### SELECTED EXTRACT
····················
Jen Fitz was recently shocked to see a Stranger Things branded Ouija Board at Target and asked if there was anything about the show that promoted occultism or Ouija.
- Jen’s post, linked above, focuses more on the dangers of Ouija boards, so I’ll refer you there. I’ll say that one of the holiest priests I know is also an experienced exorcist, and is of the mindset that paranoia is just as bad as involvement with the occult. He’s not against Harry Potter or fantasy fiction or trick or treating, but told us a very powerful story of one of his most dramatic “cases,” and it was a home infestation caused by involvement with Ouija and seances. Ouija is not just a board game.
- In the evil realm that is capitalism, “branded” board games have been around now for quite a while, and they come in part from a Wal-Mart policy that products must change or lower prices.
····················
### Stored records
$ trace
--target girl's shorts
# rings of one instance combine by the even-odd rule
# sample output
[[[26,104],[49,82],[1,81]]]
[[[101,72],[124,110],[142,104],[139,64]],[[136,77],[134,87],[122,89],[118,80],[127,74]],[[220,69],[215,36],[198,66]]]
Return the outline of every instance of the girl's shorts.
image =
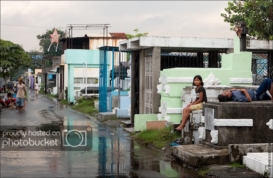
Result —
[[[203,109],[203,104],[205,103],[205,101],[203,103],[200,103],[194,105],[192,105],[189,107],[189,108],[192,110],[202,110]]]

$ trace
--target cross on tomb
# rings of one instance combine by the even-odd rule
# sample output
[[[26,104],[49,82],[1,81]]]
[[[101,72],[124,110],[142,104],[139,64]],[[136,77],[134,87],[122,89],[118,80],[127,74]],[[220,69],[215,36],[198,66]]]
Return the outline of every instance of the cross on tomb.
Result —
[[[235,27],[237,36],[240,38],[240,51],[246,51],[246,34],[248,34],[248,28],[245,21],[240,23],[240,25]]]

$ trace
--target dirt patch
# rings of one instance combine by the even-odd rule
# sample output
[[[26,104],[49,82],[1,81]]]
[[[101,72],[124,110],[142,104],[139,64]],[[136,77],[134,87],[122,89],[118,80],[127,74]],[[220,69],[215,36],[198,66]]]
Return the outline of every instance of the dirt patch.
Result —
[[[261,175],[247,167],[232,167],[216,165],[206,166],[209,171],[205,174],[209,177],[263,177]]]
[[[118,119],[113,120],[107,120],[101,122],[108,125],[120,127],[120,125],[122,124],[120,123],[120,121],[125,120],[127,120],[124,119]]]
[[[155,147],[152,143],[145,144],[141,140],[136,138],[135,136],[133,136],[131,137],[131,139],[134,140],[136,141],[141,143],[142,144],[145,145],[150,148],[153,148],[154,150],[156,150],[160,152],[165,157],[163,160],[165,161],[169,162],[171,161],[177,161],[177,160],[176,157],[172,156],[171,152],[171,148],[172,148],[172,146],[170,145],[169,144],[171,143],[176,143],[178,144],[180,144],[179,143],[177,143],[175,142],[167,143],[165,144],[165,147],[163,147],[164,149],[162,150],[161,149],[158,149],[157,148]]]

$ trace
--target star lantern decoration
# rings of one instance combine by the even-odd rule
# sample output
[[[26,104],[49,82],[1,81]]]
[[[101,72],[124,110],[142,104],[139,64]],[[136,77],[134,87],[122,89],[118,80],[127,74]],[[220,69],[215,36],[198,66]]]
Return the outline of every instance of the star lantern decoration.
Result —
[[[59,44],[59,38],[60,38],[61,34],[58,34],[58,32],[57,32],[57,30],[55,29],[53,34],[51,34],[49,35],[50,35],[50,37],[51,37],[51,44],[50,44],[50,45],[49,46],[49,47],[48,48],[48,52],[49,51],[49,49],[50,48],[50,47],[51,46],[51,45],[54,42],[56,42],[57,43],[57,47],[56,47],[56,50],[55,51],[55,52],[57,52],[57,48],[58,48],[58,45]]]

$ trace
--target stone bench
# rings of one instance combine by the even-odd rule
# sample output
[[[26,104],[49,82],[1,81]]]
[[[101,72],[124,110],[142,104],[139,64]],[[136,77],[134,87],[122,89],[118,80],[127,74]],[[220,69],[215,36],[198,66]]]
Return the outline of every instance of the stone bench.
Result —
[[[186,123],[185,128],[182,130],[182,139],[184,144],[199,143],[198,128],[203,126],[201,122],[202,114],[202,110],[193,111],[189,114],[189,118]]]
[[[273,116],[272,101],[208,101],[203,107],[201,144],[222,149],[231,144],[268,143],[272,130],[266,124]]]

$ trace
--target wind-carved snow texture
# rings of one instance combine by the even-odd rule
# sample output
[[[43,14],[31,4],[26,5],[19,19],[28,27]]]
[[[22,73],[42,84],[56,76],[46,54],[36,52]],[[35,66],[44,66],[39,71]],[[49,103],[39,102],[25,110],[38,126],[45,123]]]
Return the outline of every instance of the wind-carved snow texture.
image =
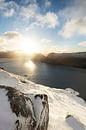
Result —
[[[19,90],[0,85],[0,130],[47,130],[48,115],[47,95],[26,96]]]
[[[8,73],[4,70],[0,70],[0,85],[9,86],[24,94],[26,106],[30,106],[29,109],[31,110],[33,120],[36,119],[35,130],[45,124],[45,121],[45,128],[47,127],[48,111],[48,130],[79,130],[78,128],[80,128],[80,130],[86,130],[86,102],[78,97],[79,93],[74,90],[55,89],[35,84],[24,77]],[[32,118],[29,116],[27,119],[27,117],[22,116],[21,113],[19,113],[17,117],[10,107],[10,102],[8,102],[9,97],[6,96],[8,90],[0,90],[0,130],[16,130],[14,122],[17,120],[22,124],[22,130],[28,130],[27,122]],[[46,95],[48,96],[49,109],[47,109]],[[31,102],[29,100],[27,101],[28,98],[33,102],[35,111],[33,110]],[[23,98],[19,99],[21,99],[21,102],[23,101]],[[18,121],[16,123],[16,126],[18,126]],[[41,130],[43,130],[42,127]]]

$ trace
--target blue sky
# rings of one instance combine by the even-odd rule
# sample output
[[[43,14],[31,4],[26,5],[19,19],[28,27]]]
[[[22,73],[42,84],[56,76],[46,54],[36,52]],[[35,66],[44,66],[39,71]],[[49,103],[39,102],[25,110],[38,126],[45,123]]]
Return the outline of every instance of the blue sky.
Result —
[[[85,12],[86,0],[0,0],[0,50],[86,51]]]

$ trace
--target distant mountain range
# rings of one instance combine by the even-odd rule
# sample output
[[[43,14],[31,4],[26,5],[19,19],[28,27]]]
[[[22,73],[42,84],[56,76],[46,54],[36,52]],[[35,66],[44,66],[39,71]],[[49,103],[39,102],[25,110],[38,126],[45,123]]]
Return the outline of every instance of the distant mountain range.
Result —
[[[77,53],[49,53],[44,56],[41,53],[34,54],[32,57],[18,52],[0,52],[0,58],[22,58],[32,59],[34,62],[43,62],[52,65],[68,65],[86,68],[86,52]]]
[[[86,68],[86,52],[78,53],[49,53],[47,56],[37,54],[33,61],[45,62],[53,65],[68,65]]]

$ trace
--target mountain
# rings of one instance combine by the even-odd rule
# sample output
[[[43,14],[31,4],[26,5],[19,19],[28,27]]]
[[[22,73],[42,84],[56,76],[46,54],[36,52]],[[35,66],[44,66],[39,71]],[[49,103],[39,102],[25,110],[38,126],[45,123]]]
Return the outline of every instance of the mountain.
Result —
····················
### QUESTIONS ON THE MATERIAL
1. Print the passage from the post about the Stranger Things Ouija board that opens with the words containing "- In the evil" and closes with "or lower prices.".
2. Carry on the post about the Stranger Things Ouija board, picking up after its last sentence.

### ANSWERS
1.
- In the evil realm that is capitalism, “branded” board games have been around now for quite a while, and they come in part from a Wal-Mart policy that products must change or lower prices.

2.
- I don’t recall a Ouija board being used on Stranger Things, but if it was, I wonder if the FCC would require that the product placement be disclosed. Does Netflix fall under the separate rules for television or streaming?
- The “connection,” as depicted on the box, is where “Joyce” (Winona Ryder) paints a giant alphabet and “Yes” and “No” on her wall, to communicate with her son, “Will,” who is not dead but is trapped in a parallel universe and able to communicate through electrical surges. It would be really no different than someone who’s “locked in” blinking “yes” or “no” for each letter or someone who’s mute pointing to a letter board (been there; done that).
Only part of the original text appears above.